_Given data_
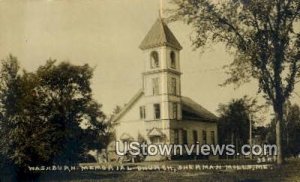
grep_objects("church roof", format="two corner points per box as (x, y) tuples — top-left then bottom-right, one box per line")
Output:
(139, 18), (182, 50)
(181, 97), (218, 122)
(112, 90), (218, 122)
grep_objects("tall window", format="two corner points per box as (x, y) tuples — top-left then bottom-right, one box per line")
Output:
(140, 106), (146, 119)
(150, 51), (159, 68)
(152, 78), (159, 95)
(170, 51), (176, 69)
(202, 130), (207, 144)
(153, 104), (160, 119)
(193, 130), (198, 143)
(174, 129), (179, 144)
(210, 131), (216, 145)
(171, 103), (178, 119)
(170, 78), (177, 95)
(182, 130), (187, 144)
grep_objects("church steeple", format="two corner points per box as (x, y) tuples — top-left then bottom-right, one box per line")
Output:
(139, 18), (182, 50)
(139, 18), (182, 121)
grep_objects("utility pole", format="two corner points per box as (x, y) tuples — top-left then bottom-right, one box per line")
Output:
(249, 113), (253, 159)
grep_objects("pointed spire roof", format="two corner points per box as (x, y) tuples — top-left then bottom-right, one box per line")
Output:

_Short problem_
Extract the records word for word, from their beginning through the line that contains "(112, 90), (218, 122)", and leave the pictures out of your answer.

_Problem solution_
grep_objects("church roof", format="two corner points per box as (x, y) tuples — top-left then bottom-right, one box per line")
Output:
(139, 18), (182, 50)
(181, 97), (218, 122)
(112, 90), (218, 122)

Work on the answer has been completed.